Directions for this task | Starting with the line that contains "Pick out every instance of the woman in black" and going on through the final line of the records, reproduce the records verbatim, both ends included.
===== Excerpted records =====
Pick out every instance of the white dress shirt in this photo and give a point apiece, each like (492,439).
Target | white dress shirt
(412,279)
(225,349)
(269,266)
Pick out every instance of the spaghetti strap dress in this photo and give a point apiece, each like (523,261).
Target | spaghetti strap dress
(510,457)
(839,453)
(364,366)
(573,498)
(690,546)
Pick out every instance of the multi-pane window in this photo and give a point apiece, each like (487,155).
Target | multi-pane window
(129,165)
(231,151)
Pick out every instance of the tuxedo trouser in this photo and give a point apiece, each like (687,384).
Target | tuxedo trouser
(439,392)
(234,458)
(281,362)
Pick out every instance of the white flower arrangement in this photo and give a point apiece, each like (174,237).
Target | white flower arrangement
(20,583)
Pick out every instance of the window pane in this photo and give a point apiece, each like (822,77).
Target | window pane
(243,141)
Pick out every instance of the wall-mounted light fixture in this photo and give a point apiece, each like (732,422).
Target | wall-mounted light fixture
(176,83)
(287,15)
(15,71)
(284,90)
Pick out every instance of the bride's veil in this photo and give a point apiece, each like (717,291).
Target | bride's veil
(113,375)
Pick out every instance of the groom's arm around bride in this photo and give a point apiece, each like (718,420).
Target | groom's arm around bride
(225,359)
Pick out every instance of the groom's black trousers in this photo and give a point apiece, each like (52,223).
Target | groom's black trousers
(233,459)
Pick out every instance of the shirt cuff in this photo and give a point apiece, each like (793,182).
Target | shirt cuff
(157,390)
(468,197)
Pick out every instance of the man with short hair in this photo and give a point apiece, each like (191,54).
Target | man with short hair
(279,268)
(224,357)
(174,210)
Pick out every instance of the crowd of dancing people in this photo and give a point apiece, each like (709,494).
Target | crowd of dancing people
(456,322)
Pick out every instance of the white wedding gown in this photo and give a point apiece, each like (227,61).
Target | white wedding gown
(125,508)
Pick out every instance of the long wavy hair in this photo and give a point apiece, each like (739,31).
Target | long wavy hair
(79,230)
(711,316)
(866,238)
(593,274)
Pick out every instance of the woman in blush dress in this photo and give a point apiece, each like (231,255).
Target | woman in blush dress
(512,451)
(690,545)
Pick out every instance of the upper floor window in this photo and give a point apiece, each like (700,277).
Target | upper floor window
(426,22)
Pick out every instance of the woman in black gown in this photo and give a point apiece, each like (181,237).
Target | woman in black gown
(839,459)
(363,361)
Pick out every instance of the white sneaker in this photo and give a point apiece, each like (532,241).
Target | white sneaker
=====
Solution for this problem |
Pick out every instance of the woman in black gown in this photo and give a point apiece, each like (181,237).
Target | woman in black gown
(839,459)
(363,361)
Pick out every instance of the white sneaker in this photo and give a point apiece, each like (532,241).
Target | white sneaker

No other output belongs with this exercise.